**TEXT EXCERPT**.
▼

Home / International / Opinion Tools: Save | Print | E-mail | Most Read | Comment
Don't Confuse Africa Ties for Colonialism
Adjust font size:

By Xu Zuolan

China's increasing investment in Africa has triggered fear in some Western countries. Accusations that China is looking to become an "imperial power" engaged in "neocolonialism" have mushroomed since last year.

Karin Kortmann, parliamentary state secretary of the German development ministry, has made such accusations. Last November, she warned that "our African partners really have to watch out that they will not be facing a new process of colonization". China had just signed US$1.9 billion worth of new trade deals with African countries.

Others have followed suit. This year, on June 7, an article in the International Herald Tribune entitled "Tattered French African empire looks toward China" described China as the successor of France and an imperial power in Chad, saying: "Paris's erstwhile clients, meanwhile, are turning to China."

But is China really a "neocolonial" or "imperial" power as some say? Or are people just trying to paint China with the colonialist brush in Africa?

Neocolonialism refers to the international economic arrangements that former colonial powers used to maintain control of their former colonies and new dependencies after World War II. The distinctive feature of neocolonialism is the use of economic, financial and trade policies to dominate less powerful countries, together with military-political control.

China has never been a colonialist in Africa. And it will never be one in the future, neither economically nor politically. As clearly stated in China's Africa Policy in 2006, "(China will) establish and develop a new type of strategic partnership with Africa, featuring political equality and mutual trust, economic win-win cooperation and cultural exchange" and "do its best to provide and gradually increase assistance to African nations with no political strings attached".

In contrast, Western countries have imposed many conditions on African countries. The loans from the International Monetary Fund, World Bank and G8 are always packaged with Structural Adjustment Programs. Enacted in 1980, the programs require African governments to reduce public spending (especially on health, education and food) if they cannot pay debts. Meanwhile those governments must increase exports of raw materials to the West, encourage foreign investment and privatize state enterprises.

The major accusation in the "neocolonialism" charge involves expanding Chinese investment in resource-related industries, especially energy. However, according to statistics from last year, Africa exported 36 percent of its oil to Europe and 33 percent to the United States. China got 8.7 percent. So who has a greater stake in African oil?

▲

**RECORDS SHOWN**.
▼

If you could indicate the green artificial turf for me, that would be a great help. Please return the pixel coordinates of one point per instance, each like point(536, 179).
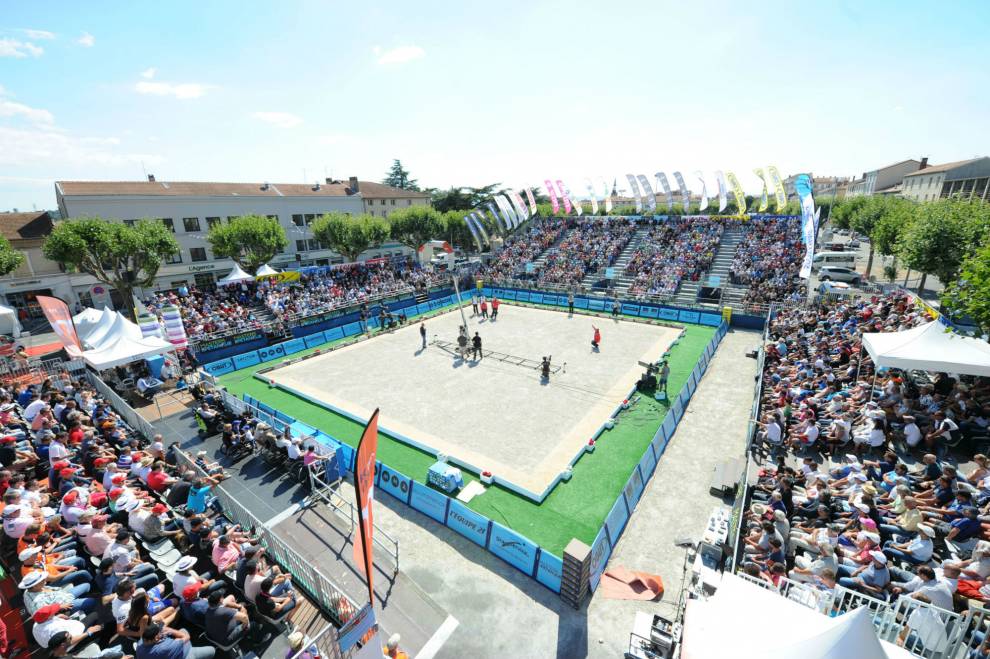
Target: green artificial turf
point(574, 509)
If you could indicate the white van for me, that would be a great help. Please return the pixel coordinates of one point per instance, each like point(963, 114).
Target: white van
point(842, 259)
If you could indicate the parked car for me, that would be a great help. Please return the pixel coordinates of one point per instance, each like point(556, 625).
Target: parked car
point(836, 273)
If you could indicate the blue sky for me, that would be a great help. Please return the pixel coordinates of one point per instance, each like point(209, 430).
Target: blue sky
point(468, 95)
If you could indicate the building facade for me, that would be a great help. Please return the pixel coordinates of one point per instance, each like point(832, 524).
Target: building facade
point(969, 179)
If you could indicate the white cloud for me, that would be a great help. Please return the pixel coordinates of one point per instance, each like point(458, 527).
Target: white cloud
point(280, 119)
point(38, 34)
point(19, 49)
point(399, 55)
point(180, 90)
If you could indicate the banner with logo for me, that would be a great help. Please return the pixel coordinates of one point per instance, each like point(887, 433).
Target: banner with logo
point(564, 197)
point(737, 192)
point(704, 192)
point(685, 193)
point(634, 189)
point(803, 188)
point(723, 192)
point(778, 188)
point(553, 196)
point(60, 318)
point(764, 200)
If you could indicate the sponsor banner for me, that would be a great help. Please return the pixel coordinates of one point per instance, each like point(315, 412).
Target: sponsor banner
point(616, 520)
point(429, 502)
point(394, 483)
point(549, 571)
point(468, 523)
point(246, 359)
point(737, 192)
point(553, 196)
point(271, 352)
point(633, 489)
point(512, 548)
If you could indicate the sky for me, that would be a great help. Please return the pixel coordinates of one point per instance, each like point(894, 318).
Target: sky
point(476, 93)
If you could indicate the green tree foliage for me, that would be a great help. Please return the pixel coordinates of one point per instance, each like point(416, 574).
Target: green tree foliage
point(250, 240)
point(398, 177)
point(414, 225)
point(10, 258)
point(350, 236)
point(116, 254)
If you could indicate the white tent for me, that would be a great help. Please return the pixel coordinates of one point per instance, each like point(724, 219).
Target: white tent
point(930, 347)
point(8, 322)
point(266, 271)
point(744, 621)
point(235, 275)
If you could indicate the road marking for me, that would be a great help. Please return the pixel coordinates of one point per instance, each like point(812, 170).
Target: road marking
point(438, 639)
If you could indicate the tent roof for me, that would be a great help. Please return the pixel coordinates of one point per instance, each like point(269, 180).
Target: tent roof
point(929, 347)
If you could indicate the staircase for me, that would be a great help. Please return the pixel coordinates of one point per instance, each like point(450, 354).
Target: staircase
point(687, 293)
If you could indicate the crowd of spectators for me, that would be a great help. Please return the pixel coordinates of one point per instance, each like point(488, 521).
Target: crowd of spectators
point(110, 538)
point(672, 251)
point(589, 247)
point(869, 485)
point(768, 260)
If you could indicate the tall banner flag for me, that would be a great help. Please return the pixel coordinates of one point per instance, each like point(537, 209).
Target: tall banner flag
point(802, 186)
point(364, 487)
point(635, 192)
point(764, 200)
point(685, 193)
point(563, 197)
point(60, 318)
point(662, 178)
point(737, 192)
point(591, 196)
point(778, 188)
point(648, 194)
point(723, 193)
point(704, 192)
point(532, 201)
point(553, 196)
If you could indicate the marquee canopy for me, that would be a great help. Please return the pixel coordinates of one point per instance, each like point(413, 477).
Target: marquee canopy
point(931, 347)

▲

**DIRECTIVES**.
1 - Transcribe the opinion piece on China and Africa from "By Xu Zuolan" up to and including "since last year.".
2 - Can you go on with the opinion piece on China and Africa, starting right after its last sentence?

**THE ANSWERS**.
1 -
By Xu Zuolan

China's increasing investment in Africa has triggered fear in some Western countries. Accusations that China is looking to become an "imperial power" engaged in "neocolonialism" have mushroomed since last year.

2 -
The energy sector, one of Africa's strongest, is the catalyst to the development of other sectors. As Li Baoping, secretary of the Centre of African Studies at Peking University, commented: "Investment by Chinese enterprises in this sector will spur (the continent's) further development and the improvement of its fiscal status."

Actually, Chinese investment in Africa's oil industry is just part of the picture. Since 1958, China's aid programs and investment have covered many areas, including resource-related industries, infrastructure, agriculture, manufacturing and so on. By the end of last year, Chinese investment in Africa had reached about US$11.7 billion.

This figure has led to accusations that China uses economic measures to control African countries, a manifestation of "neocolonialism".

However, the fact is, China invests a large amount of money in infrastructure that not only improves living standards and the environment in African countries, but is also laying a good foundation for the future development of those countries. The World Bank estimated that loans from the China Export-Import Bank to Sub-Saharan Africa in the infrastructure sector alone amounted to over US$12.5 billion by the middle of last year.
"The lack of infrastructure hinders private sector initiatives and increases their investment costs, and China is giving Africa infrastructure such as railways, roads and others that some development partners are not providing," said Firmino Mucavele, chief executive of the New Partnership for African Development.

Of the more than 800 aid projects China has carried out in the last five decades, 137 were agricultural projects and 133 involved the construction of infrastructure. And since 2000, Chinese enterprises have been contracted to build more than 6,000 km of highways, 3,000-plus km of railroads and eight large and mid-sized power stations.

Western donors have long avoided assisting with the development of infrastructure in African countries. Some Western countries have even sold weapons to opposing African tribes and countries.

Beyond infrastructure, Chinese manufacturing enterprises in Africa offer both jobs and production technologies to local people. Many privately owned Chinese enterprises seek partnerships with local ones. African companies can easily adopt the Chinese way of doing business. Moreover, successful businesses create a catalytic effect and attract more of Africa's elite to invest at home.

As a developing country, China offers experiences and goods that are better suited to the needs of African societies than the policy advice and products from industrialized countries. China is aiming at building a healthy partnership with Africa.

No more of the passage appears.